Material for this exercise:
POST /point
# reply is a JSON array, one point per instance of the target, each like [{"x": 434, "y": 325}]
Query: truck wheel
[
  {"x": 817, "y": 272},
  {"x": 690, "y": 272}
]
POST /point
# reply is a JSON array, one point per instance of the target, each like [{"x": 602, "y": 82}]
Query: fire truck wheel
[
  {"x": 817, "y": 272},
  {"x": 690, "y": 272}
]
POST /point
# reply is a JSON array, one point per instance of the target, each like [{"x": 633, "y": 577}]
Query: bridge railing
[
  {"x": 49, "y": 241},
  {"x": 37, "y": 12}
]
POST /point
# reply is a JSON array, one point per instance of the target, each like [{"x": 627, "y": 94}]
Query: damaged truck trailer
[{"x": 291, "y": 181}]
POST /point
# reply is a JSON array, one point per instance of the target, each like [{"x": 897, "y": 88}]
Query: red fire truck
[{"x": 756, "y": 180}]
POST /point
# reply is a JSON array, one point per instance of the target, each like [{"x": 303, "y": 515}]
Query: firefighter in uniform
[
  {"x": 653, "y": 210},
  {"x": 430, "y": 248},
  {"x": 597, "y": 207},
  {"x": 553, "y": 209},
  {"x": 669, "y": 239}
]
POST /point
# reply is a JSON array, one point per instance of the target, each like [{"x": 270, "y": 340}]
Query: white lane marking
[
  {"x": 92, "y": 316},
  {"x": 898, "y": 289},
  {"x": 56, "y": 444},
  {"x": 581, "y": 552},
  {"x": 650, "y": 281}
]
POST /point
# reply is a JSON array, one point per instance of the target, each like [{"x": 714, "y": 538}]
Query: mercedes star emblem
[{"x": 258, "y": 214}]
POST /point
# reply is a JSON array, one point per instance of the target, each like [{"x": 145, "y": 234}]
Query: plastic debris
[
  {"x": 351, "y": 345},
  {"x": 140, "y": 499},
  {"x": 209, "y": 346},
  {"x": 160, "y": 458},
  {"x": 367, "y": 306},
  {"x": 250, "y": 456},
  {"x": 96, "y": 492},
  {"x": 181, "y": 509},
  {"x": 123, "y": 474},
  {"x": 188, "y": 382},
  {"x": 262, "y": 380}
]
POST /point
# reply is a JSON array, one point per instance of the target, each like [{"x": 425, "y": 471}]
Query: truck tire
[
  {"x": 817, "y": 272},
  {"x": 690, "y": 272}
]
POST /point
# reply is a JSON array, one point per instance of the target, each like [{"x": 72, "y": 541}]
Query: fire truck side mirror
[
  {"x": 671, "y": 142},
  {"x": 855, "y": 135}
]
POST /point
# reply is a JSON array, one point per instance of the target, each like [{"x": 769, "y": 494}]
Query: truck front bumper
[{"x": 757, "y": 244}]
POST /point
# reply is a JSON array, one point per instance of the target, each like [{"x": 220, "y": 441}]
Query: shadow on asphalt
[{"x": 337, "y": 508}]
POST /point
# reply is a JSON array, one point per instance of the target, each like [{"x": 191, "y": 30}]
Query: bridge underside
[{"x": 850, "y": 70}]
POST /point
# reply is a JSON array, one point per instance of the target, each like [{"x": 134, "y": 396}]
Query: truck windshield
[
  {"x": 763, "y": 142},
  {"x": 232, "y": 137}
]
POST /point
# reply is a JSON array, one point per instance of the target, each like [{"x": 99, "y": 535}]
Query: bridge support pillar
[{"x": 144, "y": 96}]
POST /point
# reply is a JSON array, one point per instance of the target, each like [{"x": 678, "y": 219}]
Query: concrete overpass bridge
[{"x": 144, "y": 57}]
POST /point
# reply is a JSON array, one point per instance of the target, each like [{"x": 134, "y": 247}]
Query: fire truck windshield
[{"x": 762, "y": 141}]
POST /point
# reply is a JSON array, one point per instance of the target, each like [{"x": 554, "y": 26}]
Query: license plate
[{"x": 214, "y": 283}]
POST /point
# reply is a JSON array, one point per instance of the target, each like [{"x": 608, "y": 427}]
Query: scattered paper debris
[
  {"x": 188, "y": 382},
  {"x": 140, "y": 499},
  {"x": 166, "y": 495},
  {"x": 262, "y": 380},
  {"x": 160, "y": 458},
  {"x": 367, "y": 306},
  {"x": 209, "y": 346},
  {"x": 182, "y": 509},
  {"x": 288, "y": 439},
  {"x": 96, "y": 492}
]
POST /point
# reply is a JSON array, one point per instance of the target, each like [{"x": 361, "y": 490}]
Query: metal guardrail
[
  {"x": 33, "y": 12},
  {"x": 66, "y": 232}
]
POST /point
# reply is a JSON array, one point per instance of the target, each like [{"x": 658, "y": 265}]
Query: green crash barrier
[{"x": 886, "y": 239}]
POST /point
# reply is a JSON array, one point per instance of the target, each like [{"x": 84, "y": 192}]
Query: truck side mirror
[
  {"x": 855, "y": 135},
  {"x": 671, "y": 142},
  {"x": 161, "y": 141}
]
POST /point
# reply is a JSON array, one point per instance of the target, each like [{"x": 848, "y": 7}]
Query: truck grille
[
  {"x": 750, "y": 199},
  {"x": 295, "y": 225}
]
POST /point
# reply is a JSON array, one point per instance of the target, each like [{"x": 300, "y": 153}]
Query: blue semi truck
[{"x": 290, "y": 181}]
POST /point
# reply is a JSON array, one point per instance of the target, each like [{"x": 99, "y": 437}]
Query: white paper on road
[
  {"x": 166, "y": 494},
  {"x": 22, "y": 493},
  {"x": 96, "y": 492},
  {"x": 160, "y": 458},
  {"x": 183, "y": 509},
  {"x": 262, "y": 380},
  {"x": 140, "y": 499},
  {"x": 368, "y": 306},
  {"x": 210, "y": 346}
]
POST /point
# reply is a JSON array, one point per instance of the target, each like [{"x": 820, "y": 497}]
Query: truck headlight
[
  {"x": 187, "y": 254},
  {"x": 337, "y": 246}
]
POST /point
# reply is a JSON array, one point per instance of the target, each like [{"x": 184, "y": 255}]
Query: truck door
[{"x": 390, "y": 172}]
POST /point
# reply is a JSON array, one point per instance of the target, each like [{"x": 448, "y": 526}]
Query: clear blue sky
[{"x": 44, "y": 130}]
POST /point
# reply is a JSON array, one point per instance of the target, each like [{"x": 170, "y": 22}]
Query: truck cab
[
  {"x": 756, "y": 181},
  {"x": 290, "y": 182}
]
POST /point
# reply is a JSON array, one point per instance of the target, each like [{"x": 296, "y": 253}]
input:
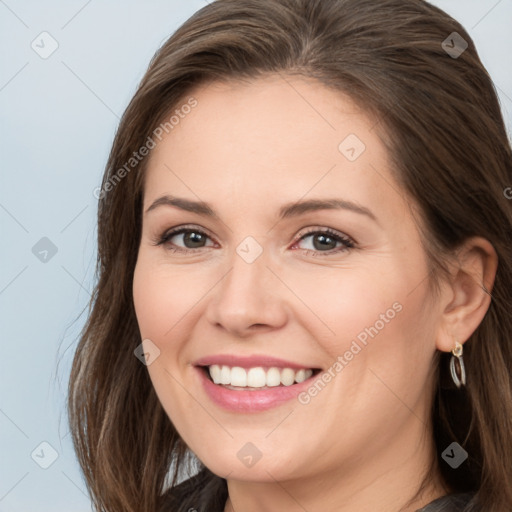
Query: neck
[{"x": 386, "y": 482}]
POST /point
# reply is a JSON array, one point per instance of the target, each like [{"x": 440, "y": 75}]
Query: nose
[{"x": 248, "y": 299}]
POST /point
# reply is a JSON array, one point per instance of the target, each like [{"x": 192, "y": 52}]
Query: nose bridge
[{"x": 247, "y": 295}]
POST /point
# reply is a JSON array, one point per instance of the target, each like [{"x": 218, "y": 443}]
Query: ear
[{"x": 467, "y": 295}]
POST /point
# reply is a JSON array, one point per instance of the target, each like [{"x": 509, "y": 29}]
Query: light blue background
[{"x": 59, "y": 116}]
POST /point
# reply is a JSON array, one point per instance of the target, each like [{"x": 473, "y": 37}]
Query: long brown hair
[{"x": 440, "y": 119}]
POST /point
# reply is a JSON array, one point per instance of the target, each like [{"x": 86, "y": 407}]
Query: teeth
[{"x": 257, "y": 377}]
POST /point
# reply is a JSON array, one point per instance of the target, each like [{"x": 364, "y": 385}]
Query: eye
[
  {"x": 191, "y": 237},
  {"x": 325, "y": 241}
]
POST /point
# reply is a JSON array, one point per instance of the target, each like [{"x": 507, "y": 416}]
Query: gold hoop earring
[{"x": 457, "y": 356}]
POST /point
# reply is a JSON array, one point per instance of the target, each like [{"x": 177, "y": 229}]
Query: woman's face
[{"x": 265, "y": 272}]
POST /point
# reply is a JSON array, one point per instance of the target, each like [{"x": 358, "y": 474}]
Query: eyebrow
[{"x": 286, "y": 211}]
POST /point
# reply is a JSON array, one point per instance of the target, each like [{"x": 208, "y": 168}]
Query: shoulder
[
  {"x": 456, "y": 502},
  {"x": 204, "y": 491}
]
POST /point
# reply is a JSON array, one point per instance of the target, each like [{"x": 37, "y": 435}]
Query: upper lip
[{"x": 249, "y": 361}]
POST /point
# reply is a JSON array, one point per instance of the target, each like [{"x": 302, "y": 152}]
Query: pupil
[
  {"x": 194, "y": 238},
  {"x": 322, "y": 238}
]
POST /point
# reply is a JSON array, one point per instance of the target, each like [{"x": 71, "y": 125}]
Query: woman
[{"x": 304, "y": 271}]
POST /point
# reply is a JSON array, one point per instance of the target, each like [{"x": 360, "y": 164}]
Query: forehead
[{"x": 270, "y": 138}]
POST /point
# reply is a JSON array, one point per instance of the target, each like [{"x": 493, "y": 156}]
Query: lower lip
[{"x": 251, "y": 401}]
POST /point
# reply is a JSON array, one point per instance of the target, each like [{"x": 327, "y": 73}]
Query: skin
[{"x": 365, "y": 440}]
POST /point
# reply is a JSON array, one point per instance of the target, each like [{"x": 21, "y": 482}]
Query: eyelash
[{"x": 347, "y": 242}]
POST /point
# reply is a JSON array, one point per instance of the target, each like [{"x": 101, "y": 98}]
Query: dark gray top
[
  {"x": 449, "y": 503},
  {"x": 213, "y": 494}
]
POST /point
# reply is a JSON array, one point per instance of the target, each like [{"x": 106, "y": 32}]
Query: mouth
[{"x": 257, "y": 378}]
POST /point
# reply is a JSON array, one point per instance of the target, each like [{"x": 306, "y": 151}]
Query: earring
[{"x": 457, "y": 355}]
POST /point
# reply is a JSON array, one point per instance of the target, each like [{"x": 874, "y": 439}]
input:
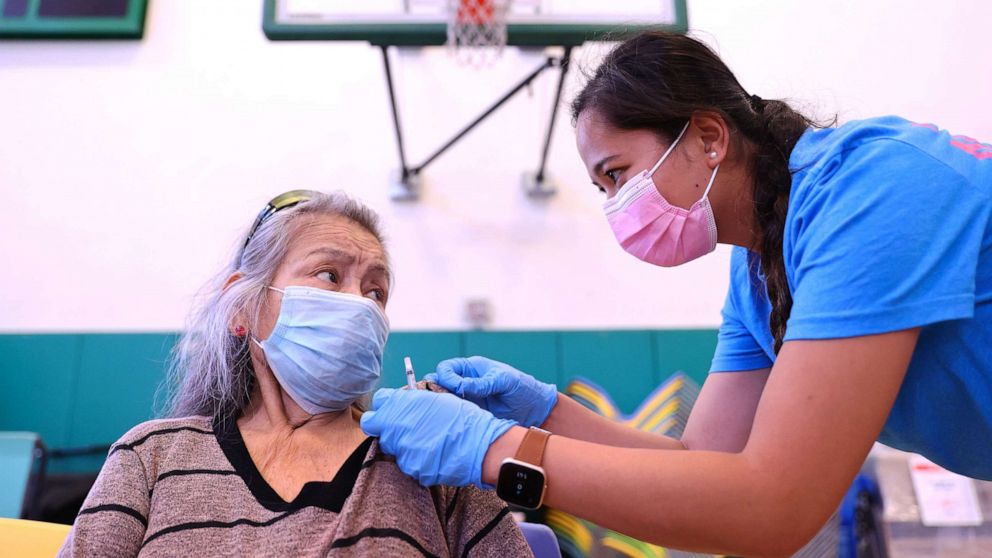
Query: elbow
[{"x": 787, "y": 526}]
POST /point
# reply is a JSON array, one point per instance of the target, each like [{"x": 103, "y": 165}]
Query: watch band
[{"x": 531, "y": 449}]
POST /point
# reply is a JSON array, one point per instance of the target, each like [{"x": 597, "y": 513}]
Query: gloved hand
[
  {"x": 499, "y": 388},
  {"x": 437, "y": 438}
]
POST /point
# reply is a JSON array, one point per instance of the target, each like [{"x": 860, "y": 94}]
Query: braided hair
[{"x": 657, "y": 80}]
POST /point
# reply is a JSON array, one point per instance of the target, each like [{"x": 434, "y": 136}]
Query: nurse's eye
[{"x": 329, "y": 276}]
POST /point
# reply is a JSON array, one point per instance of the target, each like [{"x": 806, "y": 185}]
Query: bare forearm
[
  {"x": 570, "y": 419},
  {"x": 695, "y": 500}
]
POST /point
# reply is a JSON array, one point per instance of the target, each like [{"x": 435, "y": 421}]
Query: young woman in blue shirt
[{"x": 860, "y": 309}]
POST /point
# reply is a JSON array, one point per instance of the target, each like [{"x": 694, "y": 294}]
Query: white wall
[{"x": 129, "y": 171}]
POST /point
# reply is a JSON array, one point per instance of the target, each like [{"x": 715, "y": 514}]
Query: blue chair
[
  {"x": 18, "y": 488},
  {"x": 541, "y": 539}
]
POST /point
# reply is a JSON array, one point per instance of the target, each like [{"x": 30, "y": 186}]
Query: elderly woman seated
[{"x": 263, "y": 454}]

To be done: Collect every line in the items above that contains the word "debris" and list each one as it appears.

Completed exercise:
Query: plastic debris
Query: scattered paper debris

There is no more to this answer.